* _Assignment_
Below are entries to reproduce exactly, apart from their pictures.

(Dataset items)

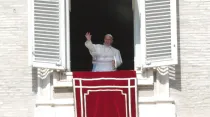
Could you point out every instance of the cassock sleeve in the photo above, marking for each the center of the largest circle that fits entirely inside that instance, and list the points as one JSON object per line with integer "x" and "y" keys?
{"x": 118, "y": 59}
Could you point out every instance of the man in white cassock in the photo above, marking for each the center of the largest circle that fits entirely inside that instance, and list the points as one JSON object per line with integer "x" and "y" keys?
{"x": 105, "y": 57}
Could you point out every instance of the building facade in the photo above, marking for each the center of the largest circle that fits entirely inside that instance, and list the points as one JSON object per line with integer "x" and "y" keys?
{"x": 175, "y": 91}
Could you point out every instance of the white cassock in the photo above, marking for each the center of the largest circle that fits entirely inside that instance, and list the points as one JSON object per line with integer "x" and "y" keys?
{"x": 103, "y": 56}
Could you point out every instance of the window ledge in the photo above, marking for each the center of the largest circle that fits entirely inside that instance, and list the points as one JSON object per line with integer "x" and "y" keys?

* _Reply to the exercise_
Could you point out every instance of the cassock sleeve in the photo above, marking for each the center of the largest circle that fits entirely inside that instance, and list the points as one JSON object per line with integer "x" and "y" keys?
{"x": 118, "y": 59}
Could you point out every instance of the man in white cassock in the photo above, marking for each the center of the largest circle that fits entirely inside that instance, and list the points as one JSON object per line with integer "x" and "y" keys?
{"x": 105, "y": 57}
Could you point out every instance of the building facade in the photo above, marking for each the center of the largest circle that fits entirely inside that instance, and list the points as one JSON object per line with integer "x" and "y" keys?
{"x": 175, "y": 91}
Could you point out every instance of the white cassock in the photo above, marking for each the center of the largest circle that fits entirely inside that instance, and list the points as one JSON object per line with integer "x" and "y" keys?
{"x": 103, "y": 56}
Could you point out every instance of the window ledge in the photo above, marking for each the center of the largest circle that fits entirely inside that instance, and list the points as one JSON object per line with integer "x" and "y" keys?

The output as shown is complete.